## REQUIRED WORK
Will you return, word for word, only the lines from the top of the data below down to and including the one with "Would you kindly mark the heron body"?

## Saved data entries

▽

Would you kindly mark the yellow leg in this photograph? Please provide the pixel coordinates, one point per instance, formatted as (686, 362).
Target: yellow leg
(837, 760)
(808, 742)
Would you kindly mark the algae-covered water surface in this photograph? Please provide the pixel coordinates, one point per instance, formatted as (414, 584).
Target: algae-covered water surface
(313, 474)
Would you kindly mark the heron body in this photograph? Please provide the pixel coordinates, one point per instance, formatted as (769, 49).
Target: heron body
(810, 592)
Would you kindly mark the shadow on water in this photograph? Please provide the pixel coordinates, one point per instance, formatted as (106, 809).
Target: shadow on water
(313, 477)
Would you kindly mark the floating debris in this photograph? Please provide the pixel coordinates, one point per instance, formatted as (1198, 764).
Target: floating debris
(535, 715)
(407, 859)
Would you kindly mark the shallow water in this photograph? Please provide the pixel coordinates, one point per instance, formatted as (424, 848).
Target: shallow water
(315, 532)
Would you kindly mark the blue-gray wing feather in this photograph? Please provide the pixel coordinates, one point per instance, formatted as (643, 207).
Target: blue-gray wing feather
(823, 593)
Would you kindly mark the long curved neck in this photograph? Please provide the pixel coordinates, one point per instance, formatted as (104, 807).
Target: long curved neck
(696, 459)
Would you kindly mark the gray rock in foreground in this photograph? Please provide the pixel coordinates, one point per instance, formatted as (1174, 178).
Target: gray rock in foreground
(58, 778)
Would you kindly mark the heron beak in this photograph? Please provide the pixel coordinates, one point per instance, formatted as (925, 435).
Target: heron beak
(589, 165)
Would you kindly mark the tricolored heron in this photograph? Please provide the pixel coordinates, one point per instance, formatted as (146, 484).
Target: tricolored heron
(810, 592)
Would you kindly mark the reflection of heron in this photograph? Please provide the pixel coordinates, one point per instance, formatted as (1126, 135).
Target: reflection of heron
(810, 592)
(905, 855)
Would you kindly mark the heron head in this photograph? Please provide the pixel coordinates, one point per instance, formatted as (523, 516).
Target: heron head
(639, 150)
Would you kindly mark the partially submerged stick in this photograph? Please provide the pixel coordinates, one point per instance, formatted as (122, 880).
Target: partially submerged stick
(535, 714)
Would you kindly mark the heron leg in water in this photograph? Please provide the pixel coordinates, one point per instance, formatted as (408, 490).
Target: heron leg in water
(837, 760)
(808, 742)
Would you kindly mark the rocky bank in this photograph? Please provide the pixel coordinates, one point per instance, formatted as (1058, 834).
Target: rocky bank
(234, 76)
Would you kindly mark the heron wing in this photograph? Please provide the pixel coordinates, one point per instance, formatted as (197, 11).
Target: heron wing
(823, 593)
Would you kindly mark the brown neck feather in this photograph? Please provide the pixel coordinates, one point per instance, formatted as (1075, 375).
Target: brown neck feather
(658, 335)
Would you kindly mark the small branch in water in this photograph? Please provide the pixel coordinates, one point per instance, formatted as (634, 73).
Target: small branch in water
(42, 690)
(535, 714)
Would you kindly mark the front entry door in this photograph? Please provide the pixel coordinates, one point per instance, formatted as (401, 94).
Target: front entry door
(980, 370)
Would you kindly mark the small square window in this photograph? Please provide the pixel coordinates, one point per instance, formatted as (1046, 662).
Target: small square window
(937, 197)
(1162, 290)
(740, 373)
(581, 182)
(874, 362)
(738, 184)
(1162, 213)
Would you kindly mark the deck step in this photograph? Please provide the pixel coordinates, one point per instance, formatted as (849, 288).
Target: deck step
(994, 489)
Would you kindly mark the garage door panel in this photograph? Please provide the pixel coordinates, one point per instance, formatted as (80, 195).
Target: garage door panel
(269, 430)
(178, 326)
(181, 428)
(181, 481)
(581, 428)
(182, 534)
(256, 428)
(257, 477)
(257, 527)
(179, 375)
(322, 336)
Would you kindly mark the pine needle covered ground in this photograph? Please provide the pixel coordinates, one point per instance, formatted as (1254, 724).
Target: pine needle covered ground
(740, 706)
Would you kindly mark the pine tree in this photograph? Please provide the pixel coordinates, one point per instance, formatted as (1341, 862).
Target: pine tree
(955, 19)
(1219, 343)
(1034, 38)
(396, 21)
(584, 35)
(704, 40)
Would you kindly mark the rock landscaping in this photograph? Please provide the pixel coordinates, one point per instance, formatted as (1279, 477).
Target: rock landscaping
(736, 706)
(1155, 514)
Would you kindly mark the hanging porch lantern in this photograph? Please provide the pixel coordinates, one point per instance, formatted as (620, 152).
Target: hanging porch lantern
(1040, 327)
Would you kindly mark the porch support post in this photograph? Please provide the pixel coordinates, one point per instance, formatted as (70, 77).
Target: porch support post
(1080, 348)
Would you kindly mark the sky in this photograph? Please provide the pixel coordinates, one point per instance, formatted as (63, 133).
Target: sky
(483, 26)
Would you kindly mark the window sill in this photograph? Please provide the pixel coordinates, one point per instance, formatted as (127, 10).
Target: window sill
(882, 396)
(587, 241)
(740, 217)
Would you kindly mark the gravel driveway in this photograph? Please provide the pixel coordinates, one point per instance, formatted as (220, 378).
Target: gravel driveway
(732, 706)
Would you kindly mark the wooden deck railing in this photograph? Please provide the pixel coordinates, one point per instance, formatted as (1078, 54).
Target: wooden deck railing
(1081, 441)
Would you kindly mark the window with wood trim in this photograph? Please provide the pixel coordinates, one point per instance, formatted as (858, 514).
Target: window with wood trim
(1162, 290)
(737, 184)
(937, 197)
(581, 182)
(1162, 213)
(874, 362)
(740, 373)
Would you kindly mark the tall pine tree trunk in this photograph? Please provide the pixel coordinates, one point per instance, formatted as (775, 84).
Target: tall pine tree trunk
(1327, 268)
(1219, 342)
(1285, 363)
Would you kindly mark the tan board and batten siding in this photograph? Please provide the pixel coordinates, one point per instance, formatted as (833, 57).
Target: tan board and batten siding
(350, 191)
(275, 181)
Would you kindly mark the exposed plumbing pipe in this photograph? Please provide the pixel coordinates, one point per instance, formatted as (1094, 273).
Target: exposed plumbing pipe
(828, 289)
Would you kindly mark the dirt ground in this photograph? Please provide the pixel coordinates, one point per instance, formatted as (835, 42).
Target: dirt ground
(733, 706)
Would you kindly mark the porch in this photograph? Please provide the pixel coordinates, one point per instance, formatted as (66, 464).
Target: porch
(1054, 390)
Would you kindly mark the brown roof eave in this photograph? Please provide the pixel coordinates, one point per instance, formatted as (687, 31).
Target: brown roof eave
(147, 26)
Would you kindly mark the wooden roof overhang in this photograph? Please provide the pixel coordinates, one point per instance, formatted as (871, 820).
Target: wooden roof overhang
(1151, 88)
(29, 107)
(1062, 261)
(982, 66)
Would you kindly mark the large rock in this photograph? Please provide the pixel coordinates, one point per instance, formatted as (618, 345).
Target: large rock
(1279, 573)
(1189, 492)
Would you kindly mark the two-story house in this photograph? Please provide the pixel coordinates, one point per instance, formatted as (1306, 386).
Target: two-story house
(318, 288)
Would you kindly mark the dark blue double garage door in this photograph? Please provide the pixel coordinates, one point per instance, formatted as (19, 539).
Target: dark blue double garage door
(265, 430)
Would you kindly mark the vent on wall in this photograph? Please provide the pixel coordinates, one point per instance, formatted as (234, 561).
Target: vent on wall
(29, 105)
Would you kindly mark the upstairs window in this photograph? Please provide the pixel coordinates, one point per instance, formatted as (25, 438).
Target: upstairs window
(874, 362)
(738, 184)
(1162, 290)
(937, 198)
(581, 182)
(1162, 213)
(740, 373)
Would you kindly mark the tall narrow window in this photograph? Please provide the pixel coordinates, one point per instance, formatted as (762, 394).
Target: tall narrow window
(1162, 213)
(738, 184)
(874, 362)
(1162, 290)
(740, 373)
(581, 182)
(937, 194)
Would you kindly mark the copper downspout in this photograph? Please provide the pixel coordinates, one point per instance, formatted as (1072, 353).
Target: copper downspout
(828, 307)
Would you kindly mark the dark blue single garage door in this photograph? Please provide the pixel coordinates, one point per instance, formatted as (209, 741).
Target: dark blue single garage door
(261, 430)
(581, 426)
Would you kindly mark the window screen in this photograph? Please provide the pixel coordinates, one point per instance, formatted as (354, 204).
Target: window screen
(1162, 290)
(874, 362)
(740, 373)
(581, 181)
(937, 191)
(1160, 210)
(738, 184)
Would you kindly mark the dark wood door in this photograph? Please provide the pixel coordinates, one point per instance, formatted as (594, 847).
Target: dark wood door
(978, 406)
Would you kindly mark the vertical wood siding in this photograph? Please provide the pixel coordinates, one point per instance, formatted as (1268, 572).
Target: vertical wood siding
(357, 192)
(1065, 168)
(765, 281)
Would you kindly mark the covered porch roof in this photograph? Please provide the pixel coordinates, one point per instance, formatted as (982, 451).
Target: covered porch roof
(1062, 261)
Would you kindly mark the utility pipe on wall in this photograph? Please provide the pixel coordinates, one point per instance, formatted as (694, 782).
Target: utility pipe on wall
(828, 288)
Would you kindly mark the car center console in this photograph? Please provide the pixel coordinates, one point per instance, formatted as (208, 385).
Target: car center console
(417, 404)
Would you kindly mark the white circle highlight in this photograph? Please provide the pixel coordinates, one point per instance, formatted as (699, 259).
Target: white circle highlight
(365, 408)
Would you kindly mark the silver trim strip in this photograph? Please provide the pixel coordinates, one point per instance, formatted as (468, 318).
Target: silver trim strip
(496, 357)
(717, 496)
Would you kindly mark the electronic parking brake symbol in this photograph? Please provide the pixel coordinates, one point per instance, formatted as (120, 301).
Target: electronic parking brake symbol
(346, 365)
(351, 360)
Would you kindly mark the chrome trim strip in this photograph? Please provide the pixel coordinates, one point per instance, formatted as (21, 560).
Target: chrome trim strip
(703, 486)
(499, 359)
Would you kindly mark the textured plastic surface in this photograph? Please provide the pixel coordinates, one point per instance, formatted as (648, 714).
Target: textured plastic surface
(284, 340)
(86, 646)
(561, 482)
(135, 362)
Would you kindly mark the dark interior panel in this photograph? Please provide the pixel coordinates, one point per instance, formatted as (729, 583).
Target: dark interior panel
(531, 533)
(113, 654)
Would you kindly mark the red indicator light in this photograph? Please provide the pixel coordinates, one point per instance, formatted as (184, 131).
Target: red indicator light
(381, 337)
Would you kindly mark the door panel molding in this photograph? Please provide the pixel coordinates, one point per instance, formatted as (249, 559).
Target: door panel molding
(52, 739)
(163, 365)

△

## EXERCISE OUTPUT
Would you kindly mark the yellow leg in this photograph? Please provide the pixel coordinates, one point per instance, formatted as (686, 362).
Target: yellow leg
(837, 760)
(808, 742)
Would you kindly mark the algae-covered water surface in this photograph? Please provide the pixel coordinates, one point per instance, formatted as (414, 584).
Target: algae-covered water surface
(313, 474)
Would you kindly mark the heron body in this photograph? Please provide the pixel coordinates, one point per instance, formatted as (769, 49).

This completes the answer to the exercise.